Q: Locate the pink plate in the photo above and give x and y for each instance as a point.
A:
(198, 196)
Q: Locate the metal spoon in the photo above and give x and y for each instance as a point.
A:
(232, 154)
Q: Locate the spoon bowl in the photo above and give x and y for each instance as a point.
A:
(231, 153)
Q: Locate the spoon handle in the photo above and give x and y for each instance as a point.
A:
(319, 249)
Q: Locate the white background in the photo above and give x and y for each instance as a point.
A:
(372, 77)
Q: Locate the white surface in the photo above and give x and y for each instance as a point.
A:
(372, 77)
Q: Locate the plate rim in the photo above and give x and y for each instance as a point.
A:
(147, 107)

______________________________

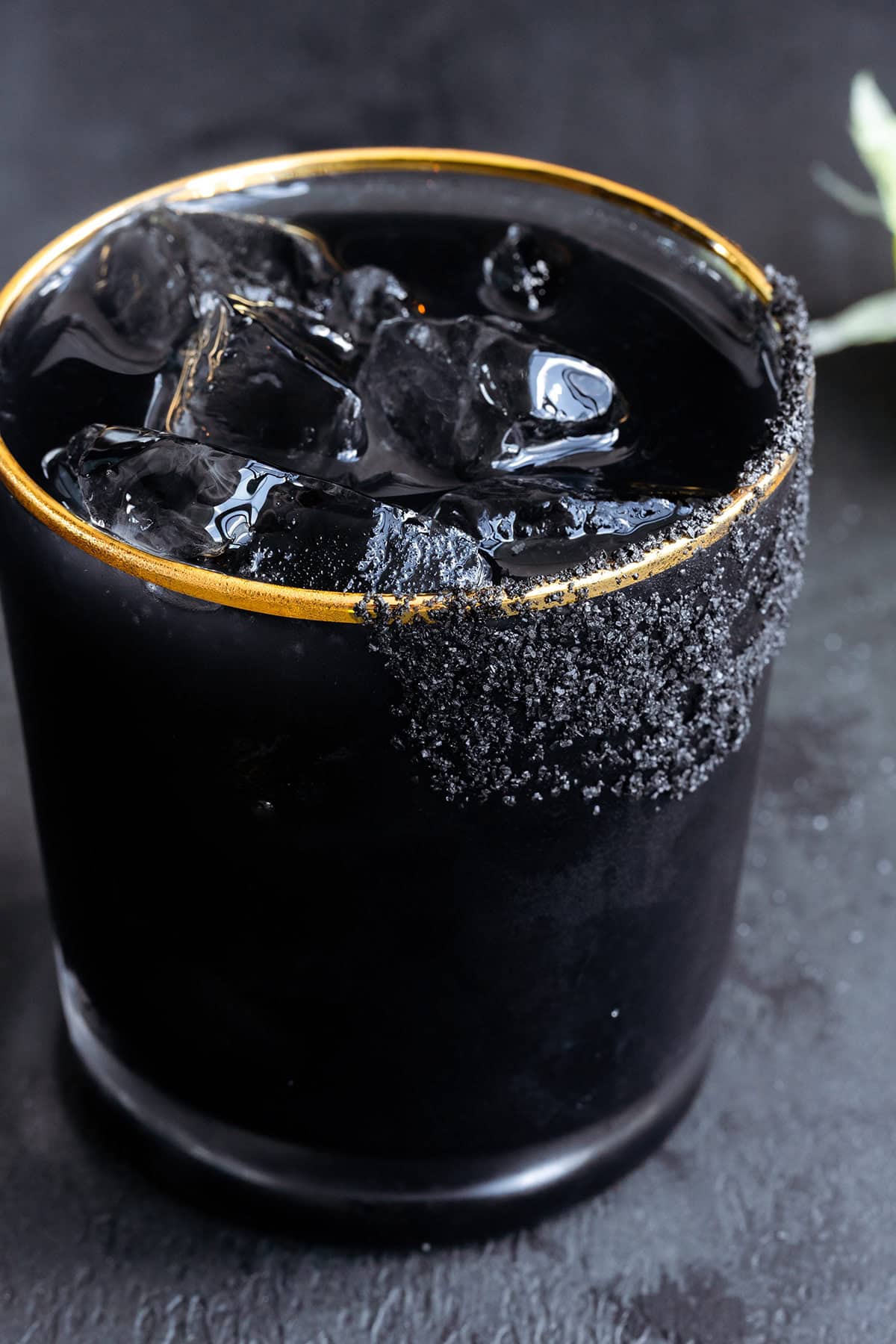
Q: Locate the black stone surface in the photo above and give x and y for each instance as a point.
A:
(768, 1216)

______________________________

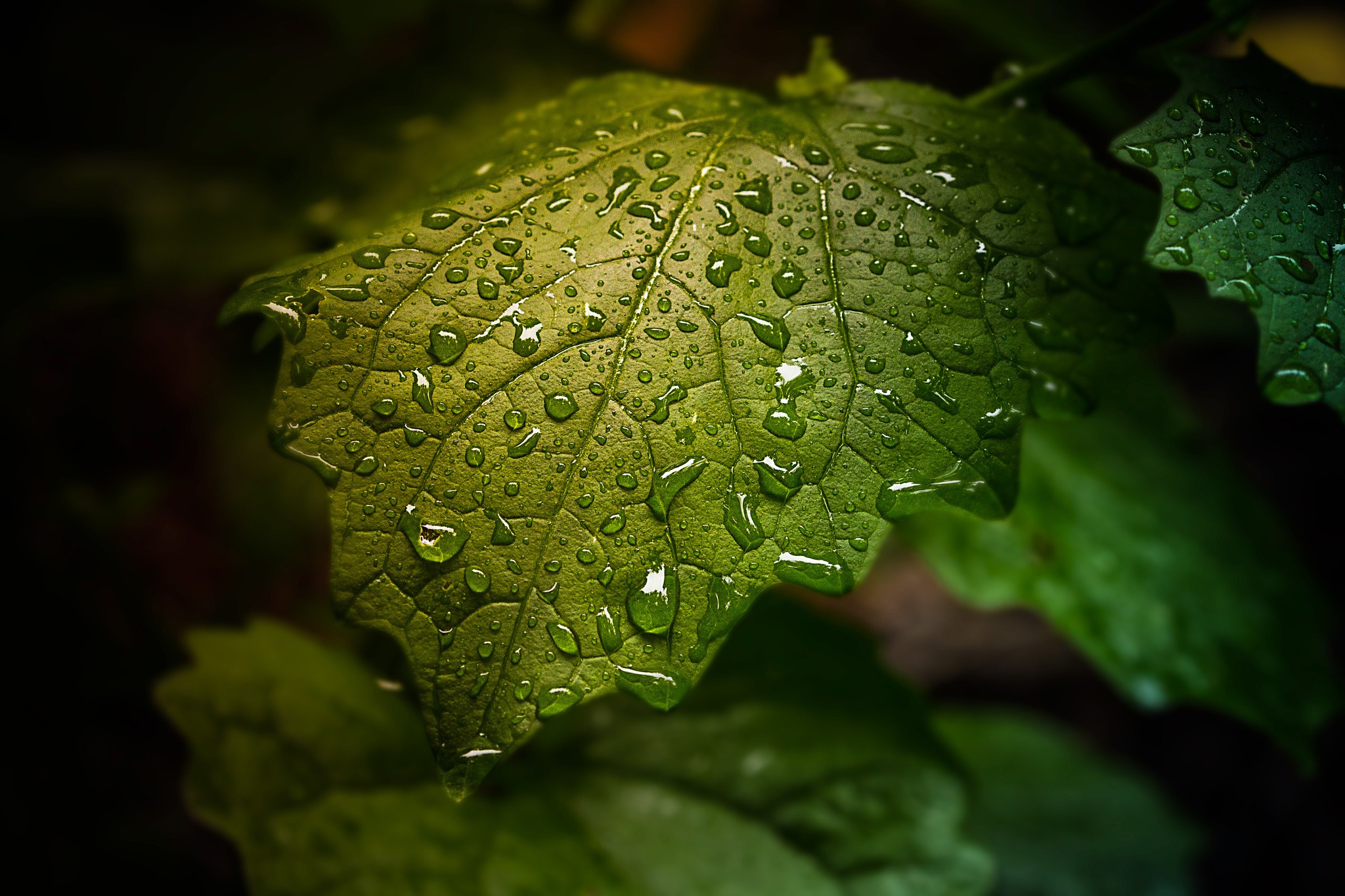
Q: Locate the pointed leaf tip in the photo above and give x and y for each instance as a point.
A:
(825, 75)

______________________________

Recast the lines above as a JSON list of strings, one string per line and no blank lines, starting at the line that contains "Q: Locate the black" and stopping after the line that contains "(768, 1216)".

[
  "Q: Locate the black stone surface in the photo above and give x and y for each instance as a point.",
  "A:",
  "(768, 1216)"
]